Point localization data:
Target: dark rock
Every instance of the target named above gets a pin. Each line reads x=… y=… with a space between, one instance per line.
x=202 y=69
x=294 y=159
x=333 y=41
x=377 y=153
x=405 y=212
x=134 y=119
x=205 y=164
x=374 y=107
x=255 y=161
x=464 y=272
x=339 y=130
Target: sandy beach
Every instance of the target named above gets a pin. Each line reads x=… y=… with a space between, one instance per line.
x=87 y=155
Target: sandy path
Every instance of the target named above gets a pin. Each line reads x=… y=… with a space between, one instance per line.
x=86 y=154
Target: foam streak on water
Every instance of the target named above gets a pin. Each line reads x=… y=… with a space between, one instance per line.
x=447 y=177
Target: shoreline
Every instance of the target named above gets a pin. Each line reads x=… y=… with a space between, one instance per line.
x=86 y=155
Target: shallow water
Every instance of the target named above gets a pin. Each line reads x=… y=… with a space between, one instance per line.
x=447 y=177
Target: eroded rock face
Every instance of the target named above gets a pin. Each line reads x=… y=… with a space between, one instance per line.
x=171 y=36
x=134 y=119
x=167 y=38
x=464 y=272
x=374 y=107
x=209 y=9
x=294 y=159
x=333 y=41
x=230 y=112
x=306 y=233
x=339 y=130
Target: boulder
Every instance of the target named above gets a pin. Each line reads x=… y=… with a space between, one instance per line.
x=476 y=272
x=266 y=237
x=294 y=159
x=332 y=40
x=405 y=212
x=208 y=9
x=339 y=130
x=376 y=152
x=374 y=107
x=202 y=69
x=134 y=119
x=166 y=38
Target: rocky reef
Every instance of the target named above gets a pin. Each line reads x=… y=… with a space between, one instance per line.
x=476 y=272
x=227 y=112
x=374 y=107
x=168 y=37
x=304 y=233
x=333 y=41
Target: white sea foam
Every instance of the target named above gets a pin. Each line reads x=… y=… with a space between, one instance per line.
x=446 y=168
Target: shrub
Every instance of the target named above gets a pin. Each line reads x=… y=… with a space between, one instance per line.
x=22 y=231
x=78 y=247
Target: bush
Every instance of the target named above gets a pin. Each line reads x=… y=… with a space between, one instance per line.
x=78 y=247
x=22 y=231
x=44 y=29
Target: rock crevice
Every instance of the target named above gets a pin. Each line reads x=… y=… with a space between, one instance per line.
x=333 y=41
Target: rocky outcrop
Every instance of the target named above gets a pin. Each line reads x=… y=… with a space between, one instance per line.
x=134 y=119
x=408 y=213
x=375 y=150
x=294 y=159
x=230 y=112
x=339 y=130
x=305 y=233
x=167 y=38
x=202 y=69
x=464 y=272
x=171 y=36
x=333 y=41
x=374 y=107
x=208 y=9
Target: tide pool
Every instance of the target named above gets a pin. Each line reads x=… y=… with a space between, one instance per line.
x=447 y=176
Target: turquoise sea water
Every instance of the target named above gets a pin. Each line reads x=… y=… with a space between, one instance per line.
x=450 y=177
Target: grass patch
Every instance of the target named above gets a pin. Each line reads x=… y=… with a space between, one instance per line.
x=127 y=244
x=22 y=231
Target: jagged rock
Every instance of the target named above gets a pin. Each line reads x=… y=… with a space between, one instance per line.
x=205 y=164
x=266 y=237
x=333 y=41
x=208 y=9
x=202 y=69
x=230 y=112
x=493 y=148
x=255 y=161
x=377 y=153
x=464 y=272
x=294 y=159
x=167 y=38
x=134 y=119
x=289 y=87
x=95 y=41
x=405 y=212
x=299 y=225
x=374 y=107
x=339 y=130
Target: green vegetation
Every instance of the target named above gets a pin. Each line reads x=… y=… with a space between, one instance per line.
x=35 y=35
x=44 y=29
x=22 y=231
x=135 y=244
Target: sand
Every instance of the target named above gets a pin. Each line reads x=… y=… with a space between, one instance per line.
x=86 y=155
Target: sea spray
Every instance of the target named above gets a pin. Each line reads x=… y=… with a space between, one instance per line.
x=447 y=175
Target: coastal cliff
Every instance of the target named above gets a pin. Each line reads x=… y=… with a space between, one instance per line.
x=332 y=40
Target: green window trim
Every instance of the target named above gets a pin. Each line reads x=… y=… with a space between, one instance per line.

→ Exercise brief: Each and every record above needs writing out exactly.

→ Result for this task:
Target: dark rock
Every instance of the target named above gets a pin. Each line reads x=… y=… with a space between, one instance per line.
x=202 y=69
x=294 y=159
x=333 y=41
x=377 y=153
x=405 y=212
x=134 y=119
x=205 y=164
x=374 y=107
x=255 y=161
x=464 y=272
x=339 y=130
Target: sandy beach
Every instance of the target named above gets a pin. Each line reads x=… y=… with a space between, one instance per line.
x=87 y=155
Target: sandy path
Every instance of the target named above gets a pin. Each line reads x=… y=… with a space between, one instance per line.
x=86 y=154
Target: foam streak on water
Every instance of the target named above gets a pin. Each line reads x=… y=… with a space between, one instance per line.
x=447 y=177
Target: shoreline
Every instance of the target named above gets a pin. Each line reads x=… y=… with a space between, one instance per line.
x=86 y=155
Target: shallow water
Every instance of the target named above gets a pin. Each line reads x=… y=… with a space between, one instance per line.
x=447 y=177
Target: eroded rock face
Every instance of the target named above gets a pin. Each line reads x=… y=… with a space between, one instance per line.
x=171 y=36
x=134 y=119
x=167 y=38
x=464 y=272
x=374 y=107
x=209 y=9
x=294 y=159
x=333 y=41
x=230 y=112
x=306 y=233
x=339 y=130
Target: boulder
Every instance of the target named above gets a pin. Each line reads x=… y=… with a space between, one instance per line.
x=476 y=272
x=266 y=237
x=294 y=159
x=332 y=40
x=405 y=212
x=208 y=9
x=339 y=130
x=376 y=152
x=374 y=107
x=202 y=69
x=134 y=119
x=166 y=38
Target: rocky reef
Every instance of the target named above gets a pin. Each line reads x=… y=… with a space between, one instance per line.
x=476 y=272
x=227 y=112
x=374 y=107
x=168 y=37
x=304 y=233
x=333 y=41
Target: white sea foam
Every instance of the target named above gets a pin. Each line reads x=… y=… with a space between, one instance per line.
x=446 y=168
Target: shrub
Every instance of the target named above gets a pin. Each line reads x=… y=… with a space between, one instance per line.
x=22 y=231
x=78 y=247
Target: bush
Every instance of the target named above gets a pin. Each line reads x=… y=… with a space between, one instance per line.
x=78 y=247
x=22 y=231
x=44 y=29
Target: rock crevice
Every instance of the target named above gets a pin. Each line reads x=… y=… with a space between, one instance per line.
x=333 y=41
Target: rocky outcrop
Every instance of the target named above gets a pin. Each line reads x=… y=… with a space between, one instance per line.
x=134 y=119
x=408 y=213
x=375 y=150
x=294 y=159
x=230 y=112
x=339 y=130
x=305 y=233
x=167 y=38
x=202 y=69
x=464 y=272
x=171 y=36
x=333 y=41
x=374 y=107
x=208 y=9
Target: tide pool
Every instance of the target named above gets a pin. Each line reads x=… y=… with a space between, one instance per line.
x=447 y=176
Target: turquoise sea water
Every instance of the target named above gets a pin. Each line reads x=… y=… with a space between, one instance per line.
x=450 y=177
Target: grass patch
Every instance of the target named above gets a pin. Each line reads x=… y=… with a space between, one instance per line.
x=127 y=244
x=22 y=231
Target: jagged rock
Every instance of the target named above gets a pin. Each line reads x=… y=… with a space between, one instance per line.
x=205 y=164
x=266 y=237
x=333 y=41
x=208 y=9
x=202 y=69
x=230 y=112
x=493 y=148
x=255 y=161
x=377 y=153
x=464 y=272
x=294 y=159
x=167 y=38
x=134 y=119
x=289 y=87
x=95 y=41
x=405 y=212
x=299 y=225
x=374 y=107
x=339 y=130
Target: green vegetation
Every instance of the target named above gets a pin. Each line reads x=… y=… with a space between, one instance per line.
x=35 y=35
x=44 y=29
x=22 y=231
x=135 y=244
Target: sand
Every instance of the target named above gets a pin. Each line reads x=… y=… with a space between, one instance per line.
x=86 y=155
Target: sea spray
Every instance of the target named above gets a pin. Each line reads x=… y=… with a space between, one instance per line.
x=447 y=175
Target: coastal cliff
Every instance of the target named above gets a pin. Each line reads x=… y=… with a space between, one instance per line.
x=332 y=40
Target: green window trim
Every instance of the target named above gets a pin. Each line reads x=… y=… with a space between, one instance per line.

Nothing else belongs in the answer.